INSTRUCTION: Retype the material that follows, keeping every word as it is.

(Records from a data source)

★ ★ ★ ★ ★ ★ ★

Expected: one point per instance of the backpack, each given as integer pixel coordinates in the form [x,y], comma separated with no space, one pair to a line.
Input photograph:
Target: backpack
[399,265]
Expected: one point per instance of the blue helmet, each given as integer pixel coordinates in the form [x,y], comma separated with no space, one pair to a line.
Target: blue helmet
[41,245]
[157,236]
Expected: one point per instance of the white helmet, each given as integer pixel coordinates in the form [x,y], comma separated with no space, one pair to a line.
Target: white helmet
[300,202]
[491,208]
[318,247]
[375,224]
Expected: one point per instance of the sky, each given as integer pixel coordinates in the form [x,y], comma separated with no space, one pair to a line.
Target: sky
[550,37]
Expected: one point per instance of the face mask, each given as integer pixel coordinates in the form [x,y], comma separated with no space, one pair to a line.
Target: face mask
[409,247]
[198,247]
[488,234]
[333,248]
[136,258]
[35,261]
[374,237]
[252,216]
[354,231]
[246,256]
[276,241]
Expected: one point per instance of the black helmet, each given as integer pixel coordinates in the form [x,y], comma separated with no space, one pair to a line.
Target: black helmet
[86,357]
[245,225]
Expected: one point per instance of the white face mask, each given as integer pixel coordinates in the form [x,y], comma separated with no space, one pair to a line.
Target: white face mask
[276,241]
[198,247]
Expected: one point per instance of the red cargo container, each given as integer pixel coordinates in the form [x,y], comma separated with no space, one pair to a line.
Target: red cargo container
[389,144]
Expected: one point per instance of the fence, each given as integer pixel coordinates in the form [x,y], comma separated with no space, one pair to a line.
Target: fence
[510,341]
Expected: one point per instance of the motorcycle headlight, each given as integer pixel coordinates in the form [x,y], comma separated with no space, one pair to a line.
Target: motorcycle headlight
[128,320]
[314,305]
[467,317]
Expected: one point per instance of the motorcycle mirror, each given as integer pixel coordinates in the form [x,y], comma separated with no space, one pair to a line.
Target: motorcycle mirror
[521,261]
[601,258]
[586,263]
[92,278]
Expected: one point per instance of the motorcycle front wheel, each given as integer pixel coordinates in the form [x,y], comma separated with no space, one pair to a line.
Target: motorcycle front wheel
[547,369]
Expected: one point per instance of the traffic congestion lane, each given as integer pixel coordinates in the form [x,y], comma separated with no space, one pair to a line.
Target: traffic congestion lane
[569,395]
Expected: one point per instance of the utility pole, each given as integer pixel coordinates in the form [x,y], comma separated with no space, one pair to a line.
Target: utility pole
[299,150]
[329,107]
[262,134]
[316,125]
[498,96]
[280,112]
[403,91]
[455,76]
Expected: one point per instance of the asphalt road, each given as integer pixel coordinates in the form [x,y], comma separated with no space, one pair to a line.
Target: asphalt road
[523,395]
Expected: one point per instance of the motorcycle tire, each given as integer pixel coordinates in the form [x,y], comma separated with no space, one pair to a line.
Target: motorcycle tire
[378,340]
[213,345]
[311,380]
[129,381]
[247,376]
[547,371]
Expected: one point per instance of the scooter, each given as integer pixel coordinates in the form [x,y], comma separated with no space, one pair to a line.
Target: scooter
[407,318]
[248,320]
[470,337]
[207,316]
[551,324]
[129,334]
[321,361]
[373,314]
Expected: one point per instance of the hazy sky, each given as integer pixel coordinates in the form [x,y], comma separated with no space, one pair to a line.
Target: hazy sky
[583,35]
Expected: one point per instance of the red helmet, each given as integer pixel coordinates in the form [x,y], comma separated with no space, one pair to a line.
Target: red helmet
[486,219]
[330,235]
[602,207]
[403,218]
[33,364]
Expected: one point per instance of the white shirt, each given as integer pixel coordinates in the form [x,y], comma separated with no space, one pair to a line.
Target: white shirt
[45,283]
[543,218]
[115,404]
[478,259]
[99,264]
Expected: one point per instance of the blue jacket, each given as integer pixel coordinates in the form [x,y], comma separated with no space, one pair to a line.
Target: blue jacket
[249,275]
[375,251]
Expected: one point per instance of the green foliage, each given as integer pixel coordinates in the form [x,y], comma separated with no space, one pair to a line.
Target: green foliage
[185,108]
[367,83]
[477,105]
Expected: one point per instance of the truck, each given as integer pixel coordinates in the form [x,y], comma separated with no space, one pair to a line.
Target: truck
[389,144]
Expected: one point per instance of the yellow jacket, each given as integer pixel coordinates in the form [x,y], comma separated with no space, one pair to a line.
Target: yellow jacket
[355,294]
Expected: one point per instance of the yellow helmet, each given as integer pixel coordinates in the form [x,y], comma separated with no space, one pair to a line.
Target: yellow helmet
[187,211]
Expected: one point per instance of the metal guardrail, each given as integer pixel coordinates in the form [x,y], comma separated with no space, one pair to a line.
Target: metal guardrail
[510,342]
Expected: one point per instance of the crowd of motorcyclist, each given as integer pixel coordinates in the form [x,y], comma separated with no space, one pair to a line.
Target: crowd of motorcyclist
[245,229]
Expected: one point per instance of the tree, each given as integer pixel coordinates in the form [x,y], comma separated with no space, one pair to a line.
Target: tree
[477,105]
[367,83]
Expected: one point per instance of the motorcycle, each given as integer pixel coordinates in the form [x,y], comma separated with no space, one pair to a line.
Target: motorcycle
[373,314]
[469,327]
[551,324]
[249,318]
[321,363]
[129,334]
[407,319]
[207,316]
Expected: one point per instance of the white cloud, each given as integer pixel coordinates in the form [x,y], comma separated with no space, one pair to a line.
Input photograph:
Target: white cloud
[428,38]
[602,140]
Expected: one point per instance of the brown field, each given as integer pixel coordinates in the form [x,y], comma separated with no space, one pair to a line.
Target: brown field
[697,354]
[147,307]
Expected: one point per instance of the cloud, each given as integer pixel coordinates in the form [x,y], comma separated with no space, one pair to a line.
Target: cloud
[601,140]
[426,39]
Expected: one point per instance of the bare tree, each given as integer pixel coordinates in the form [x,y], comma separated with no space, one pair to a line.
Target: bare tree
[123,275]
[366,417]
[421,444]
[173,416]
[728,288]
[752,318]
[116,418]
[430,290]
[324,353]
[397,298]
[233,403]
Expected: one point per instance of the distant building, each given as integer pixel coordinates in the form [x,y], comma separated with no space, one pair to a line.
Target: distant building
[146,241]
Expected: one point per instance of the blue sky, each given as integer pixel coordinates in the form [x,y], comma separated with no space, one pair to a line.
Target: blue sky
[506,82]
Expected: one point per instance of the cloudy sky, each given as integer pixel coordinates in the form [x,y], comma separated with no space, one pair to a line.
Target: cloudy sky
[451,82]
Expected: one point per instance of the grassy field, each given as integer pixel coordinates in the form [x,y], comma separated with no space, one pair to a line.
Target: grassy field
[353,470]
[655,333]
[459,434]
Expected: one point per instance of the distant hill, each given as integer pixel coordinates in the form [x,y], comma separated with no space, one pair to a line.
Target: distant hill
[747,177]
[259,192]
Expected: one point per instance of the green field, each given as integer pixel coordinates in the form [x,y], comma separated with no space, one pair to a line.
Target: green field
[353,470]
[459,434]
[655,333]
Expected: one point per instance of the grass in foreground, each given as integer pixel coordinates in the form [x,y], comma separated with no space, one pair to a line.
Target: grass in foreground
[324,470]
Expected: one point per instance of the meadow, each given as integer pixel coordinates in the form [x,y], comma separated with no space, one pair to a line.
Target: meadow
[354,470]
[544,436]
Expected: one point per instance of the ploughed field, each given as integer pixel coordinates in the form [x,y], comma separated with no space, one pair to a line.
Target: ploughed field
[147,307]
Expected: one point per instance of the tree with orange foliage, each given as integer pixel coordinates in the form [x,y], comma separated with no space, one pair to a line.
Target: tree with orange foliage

★ ★ ★ ★ ★ ★ ★

RESULT FOR THIS TASK:
Expected: one point per instance of the backpack, each given as integer pixel coordinates in the form [x,y], comma separated with no space, one pair to a line.
Input photograph:
Target: backpack
[399,265]
Expected: one point per instance of the blue helmet, each given as integer pixel coordinates in the form [x,y], comma separated with no space, one pair to a line.
Target: blue helmet
[41,245]
[157,236]
Expected: one point per instance of the white helmet, each given as integer pixel coordinates in the form [x,y], comma separated with no space, one pair to a line.
Target: white helmet
[300,202]
[491,208]
[318,247]
[375,224]
Expected: one point per instance of the sky, each given as integer pixel coordinates in the form [x,y], comma separated with no space, one pair to a line.
Target: sky
[550,37]
Expected: one point per instance of the face mask, each given as integer pixel coordinates in the form [x,y], comma separated with no space, one pair to a line.
Target: face mask
[409,247]
[198,247]
[488,234]
[333,248]
[136,258]
[35,261]
[374,237]
[252,216]
[354,231]
[246,256]
[276,241]
Expected: one point per instance of the black helmet, each given as integer pixel coordinates in the form [x,y], comma separated with no space, one pair to a line.
Target: black helmet
[86,357]
[245,225]
Expected: one point per instance of the white face mask, each given as integer pixel coordinates in the form [x,y], comma separated with no space, one pair to a line.
Target: white face mask
[276,241]
[198,247]
Expected: one point per instance of the red cargo container, each given as integer pixel coordinates in the form [x,y], comma separated with no space, one pair to a line.
Target: red cargo container
[389,144]
Expected: one point per instance of the fence, each given as integer pixel coordinates in the form [x,y], comma separated with no space, one pair to a line.
Target: fence
[510,341]
Expected: one point per instance of the motorcycle headlight, each given as integer pixel coordinates in the form [x,y], comma separated with no space, one pair to a line.
Target: motorcycle headlight
[128,320]
[314,305]
[467,317]
Expected: one point per instance of the motorcycle mirror, each given as integer pixel coordinates in the form [x,y], comma separated with no space, one pair to a line.
Target: motorcycle mirror
[521,261]
[601,258]
[586,263]
[92,278]
Expected: one point per instance of the motorcycle front wheel, each given as integer pixel coordinates in the form [x,y], comma separated with no space, one pair to a line.
Target: motorcycle front wheel
[547,369]
Expected: one point per instance of the traffic congestion lane, each given as integer pixel coordinates in the form [x,y], comma separated with no space, one pair to a line.
Target: traffic congestion lane
[569,395]
Expected: one point per instance of the utility pole, each given as integer pixel coordinates in the form [x,y], comma separated with no space, one pair to a line.
Target: utility pole
[299,150]
[329,107]
[262,134]
[316,125]
[498,96]
[280,112]
[403,91]
[455,76]
Expected: one point per instance of the asphalt road, each given as integer pixel coordinates in the form [x,y], comma separated with no space, one pair to a line.
Target: asphalt road
[523,395]
Expected: one point per instance of the motorcycle tire, each given as integer pixel coordinates in the form [x,y], comma separated with no space, one pair to a line.
Target: motorcycle tire
[378,340]
[213,345]
[311,380]
[129,381]
[247,376]
[547,371]
Expected: one point per instance of the scooter, each given as integer pixel coordinates in the form [x,y], comma separated with no space, one pair to a line.
Target: scooter
[407,318]
[248,320]
[470,337]
[207,316]
[551,324]
[129,334]
[321,361]
[373,314]
Expected: one point per instance of the hazy sky, each given as integer pixel coordinates in the form [x,y], comma separated with no space, one pair to a line.
Target: hazy sky
[583,35]
Expected: one point per instance of the red helmet, each given as integer pixel coordinates in the form [x,y], comma separated with no space, one pair to a line.
Target: red helmet
[486,219]
[330,235]
[602,207]
[403,218]
[33,364]
Expected: one point per instance of the white shirt, each given as integer pixel coordinates in the form [x,y], comma separated with no space, one pair to a line.
Target: white shirt
[45,283]
[543,218]
[115,404]
[478,259]
[99,264]
Expected: one point per instance of the blue jacket, each given as integer pixel coordinates in the form [x,y], comma separated with no space, one pair to a line.
Target: blue jacket
[249,275]
[375,251]
Expected: one point per instance of the green foliage, each given as integer pixel coordinates in the form [x,y], comma separated with no space, one pair to a line.
Target: green foliage
[185,108]
[367,83]
[477,105]
Expected: one point per instance of the truck, each given as integer pixel coordinates in the form [x,y], comma separated with no space, one pair to a line.
Target: truck
[389,144]
Expected: one point per instance of the yellow jacket, each given as integer pixel coordinates in the form [x,y], comma separated with no space, one pair to a line.
Target: yellow jacket
[355,294]
Expected: one point per instance of the yellow helmet, each given as integer pixel coordinates in the form [x,y], comma separated with no space, one pair to a line.
Target: yellow helmet
[187,211]
Expected: one point per instance of the metal guardrail, each given as integer pixel coordinates in the form [x,y], comma separated with no space, one pair to a line.
Target: metal guardrail
[510,342]
Expected: one point per instance of the crowd of motorcyclist, each given as integer pixel coordinates in the form [x,y], comma separated with no space, one pair to a line.
Target: crowd of motorcyclist
[245,229]
Expected: one point per instance of the tree, each given as integer pixel coordinates in the form [x,y], comma separated with no space, one pair to a line.
Target: tree
[477,105]
[367,83]
Expected: one point per instance of the motorcycle, each given as integer pixel coordinates in the form [x,y], comma separated with no space, one pair to a line.
Target: motorcycle
[373,314]
[469,327]
[551,324]
[249,318]
[321,363]
[129,334]
[407,319]
[207,316]
Expected: one point per instance of the white cloud, each given as integer pixel coordinates in the form [x,y], comma separated with no space, one pair to a line.
Input photograph:
Target: white cloud
[428,38]
[602,140]
Expected: one point per instance of the brown field, each given as integer pixel coordinates in the form [x,y], comma separated with no space, one pair to a line.
Target: brown field
[697,354]
[147,307]
Expected: one point per instance of the cloud, each given as integer pixel coordinates in the form [x,y], comma separated with no space, one pair to a line.
Target: cloud
[601,140]
[426,39]
Expected: one point per instance of the bare tree, each given as integer pixel coordinates in the form [x,y], comma separated with no space, one pair to a line.
Target: bare tree
[123,275]
[366,417]
[421,444]
[173,416]
[728,288]
[752,318]
[116,418]
[430,290]
[324,353]
[397,298]
[233,403]
Expected: one point per instance of the distant building, each given as integer pixel coordinates in the form [x,y], comma separated with no space, one pair to a line.
Target: distant building
[146,241]
Expected: one point per instance of the blue sky, each given as integer pixel coordinates in the form [x,y], comma separated with no space, one pair to a line.
Target: blue sky
[506,82]
Expected: one point per instance of the cloudy sky, each given as integer pixel coordinates in the form [x,y], comma separated with no space, one pair to a line.
Target: cloudy sky
[451,82]
Expected: one point per instance of the grassy field, each given as integer pixel coordinates in the form [x,y], comma separated with no space, one pair to a line.
Target: grassy field
[353,470]
[655,333]
[459,434]
Expected: one point per instance of the distant hill, each given as integer pixel coordinates in the form [x,y], comma separated with no space, one pair to a line.
Target: distant hill
[747,177]
[259,192]
Expected: one point per instance of the green field, each given as integer pixel coordinates in the form [x,y], comma separated with no space, one pair to a line.
Target: green field
[353,470]
[459,434]
[655,333]
Expected: one point per instance of the grass in foreground, each given as integer pixel coordinates in the form [x,y], comma separated with no space, one pair to a line.
Target: grass in foreground
[324,470]
Expected: one point per instance of the meadow, each given as integer pixel coordinates in the form [x,y], comma separated with no space, one pair to a line.
Target: meadow
[354,470]
[544,436]
Expected: one point per instance of the ploughed field, each given as integer pixel coordinates in the form [x,y], comma separated with no space, one pair to a line.
Target: ploughed field
[147,307]
Expected: one point per instance of the tree with orange foliage, each given as integer pixel coordinates in the form [x,y], comma separated with no space, one pair to a line.
Target: tree with orange foliage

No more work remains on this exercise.